### Kutipan Teks
=====

Dari sumber yang sama, hipertensi sistolik merupakan bentuk tersering pada usia 50 tahun ke atas. Data lain oleh Framingham Heart Study menyatakan bahwa orang dengan tensi yang normal sekalipun, memiliki risiko mengalami darah tinggi sebesar 90% saat usianya mulai menginjak 55 tahun, dan akan terus meningkat seiring dengan meningkatnya usia.

Bagi masyarakat awam penyakit ini lebih dikenal sebagai penyakit karena usia, sehingga beberapa orang menganggap hipertensi hanyalah suatu kondisi dan bukan merupakan penyakit yang harus mendapatkan perhatian secara medis.

Hal ini menjadi tantangan yang serius, mengingat hubungan antara hipertensi dengan tingkat kejadian penyakit jantung berlaku secara kontinyu dan independen dari faktor risiko lain.

=====

### Bahan yang Diberikan
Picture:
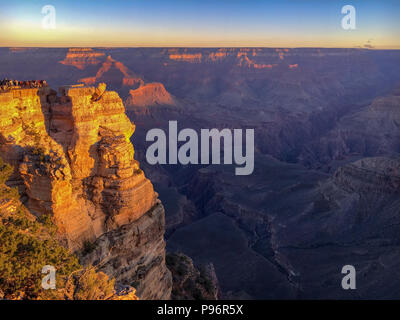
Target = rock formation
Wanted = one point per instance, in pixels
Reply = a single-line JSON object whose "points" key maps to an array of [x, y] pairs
{"points": [[81, 58], [151, 94], [74, 160]]}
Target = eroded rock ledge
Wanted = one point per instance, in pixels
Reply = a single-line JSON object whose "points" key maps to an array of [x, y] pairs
{"points": [[74, 161]]}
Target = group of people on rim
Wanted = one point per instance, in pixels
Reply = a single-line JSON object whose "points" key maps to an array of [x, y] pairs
{"points": [[7, 84]]}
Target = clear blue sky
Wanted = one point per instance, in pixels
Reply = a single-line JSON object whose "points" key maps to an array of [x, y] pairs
{"points": [[282, 23]]}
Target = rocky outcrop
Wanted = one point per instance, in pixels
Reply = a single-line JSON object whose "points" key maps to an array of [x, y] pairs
{"points": [[74, 160], [82, 57], [191, 283], [152, 94], [114, 73]]}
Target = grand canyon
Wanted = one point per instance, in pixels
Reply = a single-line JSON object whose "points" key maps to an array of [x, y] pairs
{"points": [[324, 192]]}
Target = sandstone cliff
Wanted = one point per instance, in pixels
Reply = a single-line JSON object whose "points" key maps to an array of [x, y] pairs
{"points": [[152, 94], [74, 160]]}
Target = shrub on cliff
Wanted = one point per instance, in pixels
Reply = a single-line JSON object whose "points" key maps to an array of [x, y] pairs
{"points": [[27, 244]]}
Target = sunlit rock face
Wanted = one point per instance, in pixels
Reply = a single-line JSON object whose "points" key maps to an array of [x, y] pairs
{"points": [[82, 57], [74, 160], [151, 94]]}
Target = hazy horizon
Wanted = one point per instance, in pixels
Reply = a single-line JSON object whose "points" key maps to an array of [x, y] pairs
{"points": [[201, 24]]}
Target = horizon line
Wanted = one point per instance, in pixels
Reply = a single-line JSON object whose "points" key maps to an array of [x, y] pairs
{"points": [[191, 47]]}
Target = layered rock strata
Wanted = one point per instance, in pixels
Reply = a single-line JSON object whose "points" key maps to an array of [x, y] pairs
{"points": [[74, 161]]}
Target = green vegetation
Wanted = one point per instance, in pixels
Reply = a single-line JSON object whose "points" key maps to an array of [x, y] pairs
{"points": [[28, 243]]}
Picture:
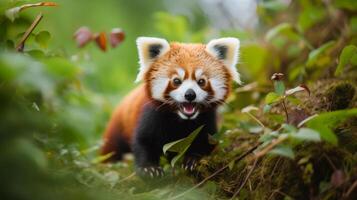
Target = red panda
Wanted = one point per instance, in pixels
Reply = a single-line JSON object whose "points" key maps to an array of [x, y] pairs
{"points": [[182, 85]]}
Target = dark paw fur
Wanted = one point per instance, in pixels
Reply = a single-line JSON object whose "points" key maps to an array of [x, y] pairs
{"points": [[190, 164], [151, 172]]}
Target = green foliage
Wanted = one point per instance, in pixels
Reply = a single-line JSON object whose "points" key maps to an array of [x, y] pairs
{"points": [[327, 121], [180, 146], [56, 99], [320, 56]]}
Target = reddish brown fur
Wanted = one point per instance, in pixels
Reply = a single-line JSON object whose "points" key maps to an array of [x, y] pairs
{"points": [[187, 56]]}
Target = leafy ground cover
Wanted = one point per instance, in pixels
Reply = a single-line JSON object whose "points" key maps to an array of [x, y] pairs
{"points": [[290, 132]]}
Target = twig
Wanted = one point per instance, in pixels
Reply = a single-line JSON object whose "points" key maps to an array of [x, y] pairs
{"points": [[216, 172], [286, 111], [281, 139], [21, 45], [246, 179]]}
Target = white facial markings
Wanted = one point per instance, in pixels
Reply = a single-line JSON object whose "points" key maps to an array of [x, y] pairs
{"points": [[180, 72], [219, 88], [179, 93], [198, 73], [183, 116], [158, 87]]}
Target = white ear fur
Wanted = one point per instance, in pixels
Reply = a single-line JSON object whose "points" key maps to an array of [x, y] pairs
{"points": [[227, 50], [149, 48]]}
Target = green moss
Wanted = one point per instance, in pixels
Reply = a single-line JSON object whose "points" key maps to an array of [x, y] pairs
{"points": [[340, 95]]}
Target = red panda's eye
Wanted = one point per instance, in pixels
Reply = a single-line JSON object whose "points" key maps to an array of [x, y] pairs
{"points": [[177, 81], [201, 82]]}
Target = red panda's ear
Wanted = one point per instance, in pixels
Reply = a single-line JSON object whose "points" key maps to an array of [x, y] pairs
{"points": [[149, 49], [226, 50]]}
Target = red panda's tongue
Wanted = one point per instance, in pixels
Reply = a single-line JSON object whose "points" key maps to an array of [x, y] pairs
{"points": [[188, 108]]}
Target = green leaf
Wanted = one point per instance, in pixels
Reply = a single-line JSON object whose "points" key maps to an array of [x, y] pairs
{"points": [[307, 134], [181, 146], [346, 55], [42, 38], [279, 87], [324, 122], [316, 57], [289, 128], [272, 97], [267, 108], [346, 4], [283, 150]]}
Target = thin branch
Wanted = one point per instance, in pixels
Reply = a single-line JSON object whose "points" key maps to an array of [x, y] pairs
{"points": [[266, 150], [286, 111], [21, 45], [257, 120], [216, 172], [246, 179]]}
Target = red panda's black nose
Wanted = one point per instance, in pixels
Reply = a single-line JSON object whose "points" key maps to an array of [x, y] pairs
{"points": [[190, 95]]}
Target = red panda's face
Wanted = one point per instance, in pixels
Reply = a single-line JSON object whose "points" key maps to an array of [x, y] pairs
{"points": [[188, 77]]}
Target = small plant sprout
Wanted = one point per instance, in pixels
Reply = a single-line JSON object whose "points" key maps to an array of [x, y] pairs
{"points": [[280, 94]]}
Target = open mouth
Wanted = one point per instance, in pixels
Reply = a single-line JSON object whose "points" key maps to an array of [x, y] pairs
{"points": [[188, 109]]}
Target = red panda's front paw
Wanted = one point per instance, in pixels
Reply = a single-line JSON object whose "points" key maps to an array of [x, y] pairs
{"points": [[151, 172], [190, 163]]}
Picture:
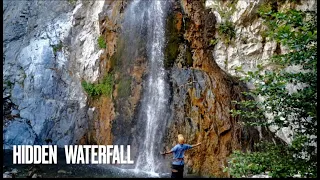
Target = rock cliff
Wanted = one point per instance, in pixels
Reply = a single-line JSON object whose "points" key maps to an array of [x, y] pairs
{"points": [[49, 52]]}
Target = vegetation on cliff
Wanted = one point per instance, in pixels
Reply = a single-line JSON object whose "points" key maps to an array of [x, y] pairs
{"points": [[97, 89], [294, 109], [102, 42]]}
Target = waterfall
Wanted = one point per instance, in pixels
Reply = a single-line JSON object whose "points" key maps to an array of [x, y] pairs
{"points": [[145, 19]]}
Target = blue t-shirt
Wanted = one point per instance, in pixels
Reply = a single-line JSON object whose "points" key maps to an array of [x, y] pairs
{"points": [[178, 152]]}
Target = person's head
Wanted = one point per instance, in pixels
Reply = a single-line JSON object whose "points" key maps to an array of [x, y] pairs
{"points": [[180, 139]]}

=====

### Petunjuk Tugas
1. Salin bagian kutipan tentang hipertensi di antara "Hal ini menjadi" dan "faktor risiko lain.", termasuk kedua ujungnya.
2. Jawab pertanyaan berikut berdasarkan kutipan tentang hipertensi.
(a) Bentuk hipertensi apa yang paling sering muncul pada usia 50 tahun ke atas?
(b) Menurut Framingham Heart Study, berapa besar risiko orang bertensi normal mengalami darah tinggi saat usianya mulai menginjak 55 tahun?
(c) Masyarakat awam lebih mengenal penyakit ini sebagai penyakit karena apa?

### Jawaban Tiap Tugas
1.
Hal ini menjadi tantangan yang serius, mengingat hubungan antara hipertensi dengan tingkat kejadian penyakit jantung berlaku secara kontinyu dan independen dari faktor risiko lain.

2.
(a) Hipertensi sistolik.
(b) 90%.
(c) Karena usia.